**DOCUMENT TEXT:**
::::::::

RENO, Nev. — You can call Rudy Gobert young, inexperienced and maybe even still growing at 7-foot-2.
Just don’t call him a “project.”
“I know that’s the way a lot of people look at me,” said the Jazz rookie center from France with a shake of his head and crinkling of his face. “I don’t really like the word. I think it comes from people who have maybe seen me play maybe one time and they don’t really think that I know how to play.
“There are definitely things that I know I have to work on to improve my game, but I believer that there is much I can contribute if I get a chance to play.”
The 21-year-old Gobert has been assigned to the Bakersfield Jam for the NBA D-League Showcase and was impressive making 7-of-9 shots for 19 points and grabbed 11 rebounds in just 23 minutes of a win over Sioux Falls. It was the fifth game he’s played for the Jam, having gotten just limited minutes in 17 games with the Jazz.
“I try to work defensively on jumping straight up against my man,” he said. “That’s what the coaches want me to do. Work on my rebounding and offensively on my post game when I get touches.
“Everybody is probably not happy when they tell you they want you to do this, come to the D-League. I was not. I thought about it and I thought maybe it is not bad. I try to bring a positive attitude and say that it is good to get a chance to runs and play and see that it makes me better for the future. It’s good for me to get some playing time and just have fun.
“But I don’t want to say that it is better to be here than in Utah. I think anybody who is a professional would rather be in the NBA.”
Gobert set records at the NBA draft combine last year with a wingspan of 7-8 1/2 and a standing reach of 9-7 and was the 27th pick in the first round by the Nuggets before moving to the Jazz in a draft night trade. The physical traits are enough to make you drool even before combining them with a high revving motor that has him going after virtually every shot on defense.
“I think the main thing I have to do is build up by body and make myself stronger and I believe I am making progress,” he said. “I think I’m better at handling the physical parts of the game than when I came to training camp.”
In a season that the Jazz have committed to a youth movement with Derrick Favors, Gordon Hayward, Enes Kanter, Alec Burks and Trey Burke, Gobert can’t help champing at the bit to get more of his own opportunity.
“I know that I am not going to play ahead of Enes at the five position, so I understand how it is,” Gobert said. “But it’s hard. I’m not very patient. I tell myself I’ve got to keep working and just stay focused. When I come to these games I have to just have fun and play and everything will be alright.
“Like I said, it’s hard. We have a rebuilding year with many young players and I want to be a part of that. My hope and my goal is in about three years we can be trying for the title and, of course, I expect to be a big part of that.”

::::::::

Image point grounding data
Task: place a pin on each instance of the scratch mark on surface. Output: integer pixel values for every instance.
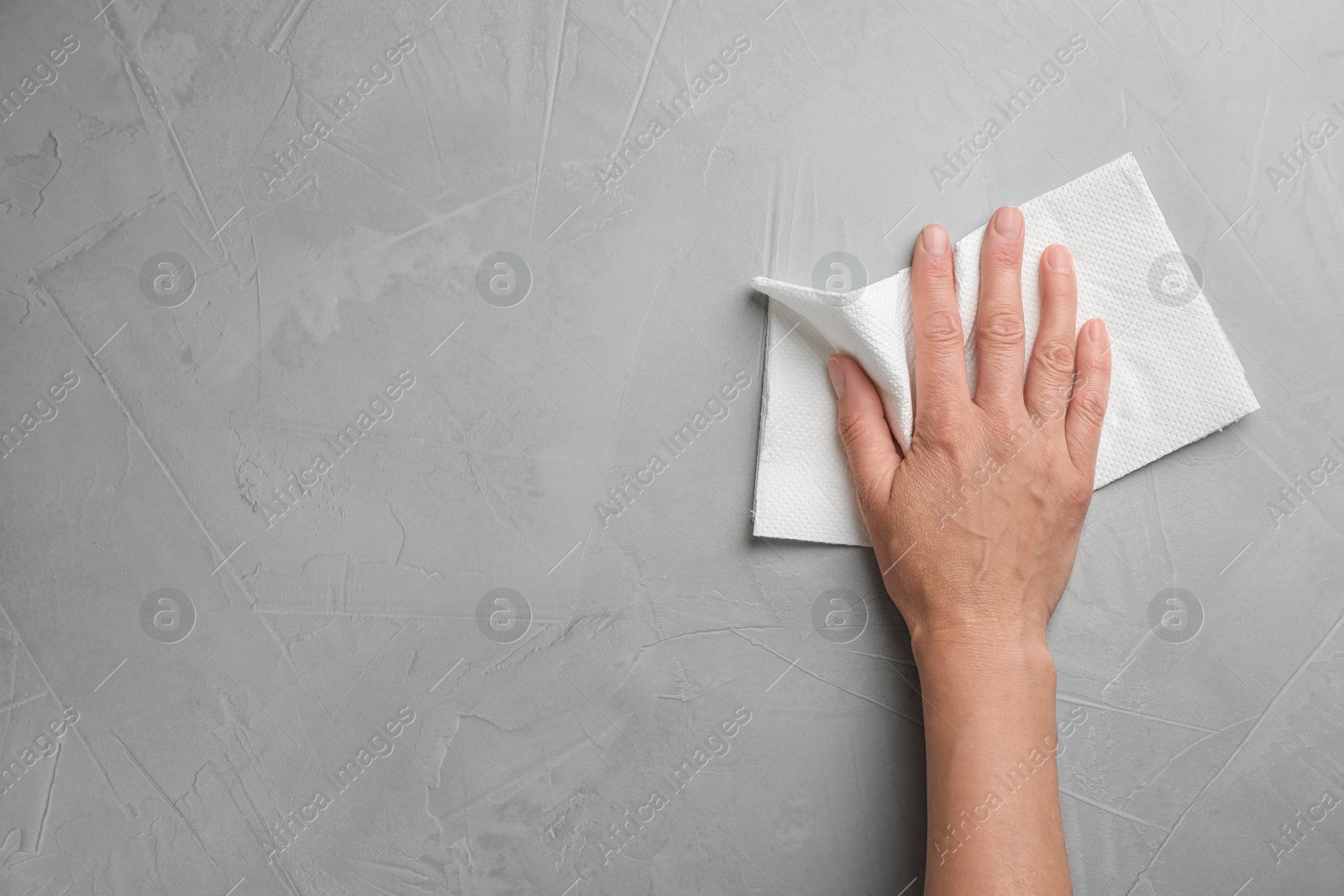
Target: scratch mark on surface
(546, 123)
(172, 806)
(1113, 812)
(1108, 707)
(644, 78)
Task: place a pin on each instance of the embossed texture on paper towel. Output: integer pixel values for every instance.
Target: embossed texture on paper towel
(1175, 375)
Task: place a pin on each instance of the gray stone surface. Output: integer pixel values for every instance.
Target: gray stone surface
(213, 318)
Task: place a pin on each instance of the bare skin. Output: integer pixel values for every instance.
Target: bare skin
(976, 526)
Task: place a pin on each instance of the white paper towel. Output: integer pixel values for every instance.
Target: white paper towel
(1175, 376)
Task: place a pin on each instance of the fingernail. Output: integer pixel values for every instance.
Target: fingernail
(1097, 332)
(837, 374)
(934, 239)
(1008, 222)
(1059, 259)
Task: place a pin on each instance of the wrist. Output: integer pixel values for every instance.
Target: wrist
(978, 658)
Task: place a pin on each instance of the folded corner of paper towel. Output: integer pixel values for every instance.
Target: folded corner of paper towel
(1175, 376)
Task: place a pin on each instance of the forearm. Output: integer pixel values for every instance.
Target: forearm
(994, 794)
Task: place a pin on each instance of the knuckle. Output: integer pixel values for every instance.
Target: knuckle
(1001, 327)
(848, 427)
(949, 434)
(1055, 359)
(941, 328)
(1092, 405)
(1005, 257)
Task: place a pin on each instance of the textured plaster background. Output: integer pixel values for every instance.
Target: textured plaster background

::::::::

Can you reproduce the full text of the article about Rudy Gobert, word for word? You won't need the data above for this.

**ANSWER FOR THIS EXERCISE:**
RENO, Nev. — You can call Rudy Gobert young, inexperienced and maybe even still growing at 7-foot-2.
Just don’t call him a “project.”
“I know that’s the way a lot of people look at me,” said the Jazz rookie center from France with a shake of his head and crinkling of his face. “I don’t really like the word. I think it comes from people who have maybe seen me play maybe one time and they don’t really think that I know how to play.
“There are definitely things that I know I have to work on to improve my game, but I believer that there is much I can contribute if I get a chance to play.”
The 21-year-old Gobert has been assigned to the Bakersfield Jam for the NBA D-League Showcase and was impressive making 7-of-9 shots for 19 points and grabbed 11 rebounds in just 23 minutes of a win over Sioux Falls. It was the fifth game he’s played for the Jam, having gotten just limited minutes in 17 games with the Jazz.
“I try to work defensively on jumping straight up against my man,” he said. “That’s what the coaches want me to do. Work on my rebounding and offensively on my post game when I get touches.
“Everybody is probably not happy when they tell you they want you to do this, come to the D-League. I was not. I thought about it and I thought maybe it is not bad. I try to bring a positive attitude and say that it is good to get a chance to runs and play and see that it makes me better for the future. It’s good for me to get some playing time and just have fun.
“But I don’t want to say that it is better to be here than in Utah. I think anybody who is a professional would rather be in the NBA.”
Gobert set records at the NBA draft combine last year with a wingspan of 7-8 1/2 and a standing reach of 9-7 and was the 27th pick in the first round by the Nuggets before moving to the Jazz in a draft night trade. The physical traits are enough to make you drool even before combining them with a high revving motor that has him going after virtually every shot on defense.
“I think the main thing I have to do is build up by body and make myself stronger and I believe I am making progress,” he said. “I think I’m better at handling the physical parts of the game than when I came to training camp.”
In a season that the Jazz have committed to a youth movement with Derrick Favors, Gordon Hayward, Enes Kanter, Alec Burks and Trey Burke, Gobert can’t help champing at the bit to get more of his own opportunity.
“I know that I am not going to play ahead of Enes at the five position, so I understand how it is,” Gobert said. “But it’s hard. I’m not very patient. I tell myself I’ve got to keep working and just stay focused. When I come to these games I have to just have fun and play and everything will be alright.
“Like I said, it’s hard. We have a rebuilding year with many young players and I want to be a part of that. My hope and my goal is in about three years we can be trying for the title and, of course, I expect to be a big part of that.”